----- Kutipan Teks
Lahan persawahan di Gampong Nangrhoe Timu. (foto : Rizzami 2013)










Masa turun kesawah atau menanam padi biasanya dijalankan masyarakat dua kali tanam dalam satu tahun.
2.       Sistem Perkebunan
Pada sektor perkebunan masyarakat Gampong Nangrhhoe Timu umumnya memilih perkebunan Coklat. Menurut masyarakat perkebunan coklat mudah dirawat dan cepat panen. Selain itu juga memiliki harga jual yang tinggi.
3.        Sistem Kontruksi
Sebagian kecil penduduk Gampong Nangrhoe Timu mengembangkan industri bahan kontruksi seperti pabrik batu bata. Pada sektor ini sangat banyak menampung tenaga kerja bagi masyarakat. Dengan adanya industri ini dapat mengurangi nilai pengangguran dalam masyarakat Gampong Nanggroe Timu.
Pabrik batu bata yang terdapat di Gampong Nangrhoe Timu hingga saat ini masih dalam jumlah kecil. Hanya beberapa warga yang memiliki pabrik batu bata dan dapat menampung tenaga kerja hingga puluhan orang.


Pekerja di Pabrik Batu di Gampong Nangrhoe Timu Bata sedang mengolah tanah sebagai bahan dasar batu bata. (foto: Rizzami 2013)

Beberapa industri yang berkembang dalam masyarakat Gampong Nangrhoe Timu belum selain dari pabrik batu bata ada juga perabotan. Perabotan masih dalam kategori unit usaha masyarakat ekonomi menengeah ini memiliki sumber penghasilan yang cukup bagi keluarga. Selain itu juga dapat menampung tenaga kerja dan menjadi potensi yang menambah pendapatan masyarakat.




BAB III
BUDAYA DAN ADAT ISTIADAT

A.     Budaya Masyarakat Gampong Nangrhoe Timu
Budaya adalah suatu cara hidup yang berkembang dan dimiliki oleh masytrakat dan diwariskan dari generasi ke generasi. Budaya terbentuk dari banyak unsur yang rumit, termasuk dari sitem agama dan polotik, adat-istiadat, bahasa, perkakas, pakaian, bangunan dan karya seni. Beberapa kebudayaan yang pernah ada di Gampong Nangrhoe Timu.
----------
----- Data Hasil Ekstraksi
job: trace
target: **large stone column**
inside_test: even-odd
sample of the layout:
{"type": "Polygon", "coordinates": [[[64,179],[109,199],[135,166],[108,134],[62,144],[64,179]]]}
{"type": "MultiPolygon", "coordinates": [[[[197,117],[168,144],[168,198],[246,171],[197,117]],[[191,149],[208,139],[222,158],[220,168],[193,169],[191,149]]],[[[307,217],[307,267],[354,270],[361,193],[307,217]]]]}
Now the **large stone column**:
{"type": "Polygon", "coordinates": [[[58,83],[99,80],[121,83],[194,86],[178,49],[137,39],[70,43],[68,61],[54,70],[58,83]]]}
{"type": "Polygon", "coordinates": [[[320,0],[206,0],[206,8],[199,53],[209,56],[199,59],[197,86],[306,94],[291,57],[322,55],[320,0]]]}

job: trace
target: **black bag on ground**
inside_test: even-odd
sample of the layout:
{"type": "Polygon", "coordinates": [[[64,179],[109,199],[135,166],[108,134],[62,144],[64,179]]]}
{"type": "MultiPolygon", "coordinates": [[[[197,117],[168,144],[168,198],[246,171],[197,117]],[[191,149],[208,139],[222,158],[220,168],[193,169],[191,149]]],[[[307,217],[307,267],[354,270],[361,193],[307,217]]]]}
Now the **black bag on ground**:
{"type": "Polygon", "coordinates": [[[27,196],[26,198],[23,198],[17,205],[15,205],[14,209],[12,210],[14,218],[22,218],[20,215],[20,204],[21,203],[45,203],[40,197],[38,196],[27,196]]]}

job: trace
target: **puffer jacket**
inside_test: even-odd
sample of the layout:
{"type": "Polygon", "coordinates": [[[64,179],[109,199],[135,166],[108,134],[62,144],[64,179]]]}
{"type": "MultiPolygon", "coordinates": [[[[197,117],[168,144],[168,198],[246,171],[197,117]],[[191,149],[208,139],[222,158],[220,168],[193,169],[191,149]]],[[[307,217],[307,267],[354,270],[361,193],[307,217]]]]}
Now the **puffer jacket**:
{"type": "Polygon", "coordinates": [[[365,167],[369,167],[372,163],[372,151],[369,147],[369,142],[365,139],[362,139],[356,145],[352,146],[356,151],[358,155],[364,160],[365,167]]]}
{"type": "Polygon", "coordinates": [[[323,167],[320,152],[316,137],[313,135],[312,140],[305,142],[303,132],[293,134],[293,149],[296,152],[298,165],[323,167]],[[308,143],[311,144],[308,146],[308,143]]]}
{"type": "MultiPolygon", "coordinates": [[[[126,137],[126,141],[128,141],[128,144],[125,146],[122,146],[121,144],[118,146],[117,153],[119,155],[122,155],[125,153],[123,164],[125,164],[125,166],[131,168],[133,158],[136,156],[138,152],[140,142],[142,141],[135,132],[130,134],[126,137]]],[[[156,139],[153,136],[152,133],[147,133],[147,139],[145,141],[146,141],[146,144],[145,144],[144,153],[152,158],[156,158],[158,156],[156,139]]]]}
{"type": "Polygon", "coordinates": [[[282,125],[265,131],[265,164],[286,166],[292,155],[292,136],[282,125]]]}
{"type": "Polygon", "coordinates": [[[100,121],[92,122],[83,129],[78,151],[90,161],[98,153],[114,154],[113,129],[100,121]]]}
----------
----- Data Hasil Ekstraksi
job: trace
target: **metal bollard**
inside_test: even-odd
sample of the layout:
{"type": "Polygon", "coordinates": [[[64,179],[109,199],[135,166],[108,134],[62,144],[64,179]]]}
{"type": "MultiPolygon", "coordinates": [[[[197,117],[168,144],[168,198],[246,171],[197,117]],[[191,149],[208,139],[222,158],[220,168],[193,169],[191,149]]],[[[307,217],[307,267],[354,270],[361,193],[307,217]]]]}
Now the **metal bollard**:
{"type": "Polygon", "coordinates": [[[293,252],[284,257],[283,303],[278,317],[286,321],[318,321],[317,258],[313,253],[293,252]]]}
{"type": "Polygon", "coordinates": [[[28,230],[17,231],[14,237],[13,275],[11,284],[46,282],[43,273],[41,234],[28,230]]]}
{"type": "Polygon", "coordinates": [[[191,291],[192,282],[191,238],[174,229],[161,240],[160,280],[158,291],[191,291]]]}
----------
> **Daftar Tugas**:
- A) Berdasarkan kutipan teks, jelaskan dalam satu sampai tiga kalimat alasan masyarakat Gampong Nangrhoe Timu umumnya memilih perkebunan coklat.
- B) Menurut kutipan teks, berapa kali masyarakat biasanya menanam padi dalam satu tahun?
- C) Tuliskan kembali bagian kutipan teks yang dimulai pada kata-kata "Lahan persawahan di" dan berakhir setelah "dalam satu tahun.".

> **Jawaban**:
- A) Menurut masyarakat, perkebunan coklat mudah dirawat dan cepat panen. Selain itu, coklat juga memiliki harga jual yang tinggi.

- B) Dua kali tanam dalam satu tahun.

- C)
Lahan persawahan di Gampong Nangrhoe Timu. (foto : Rizzami 2013)










Masa turun kesawah atau menanam padi biasanya dijalankan masyarakat dua kali tanam dalam satu tahun.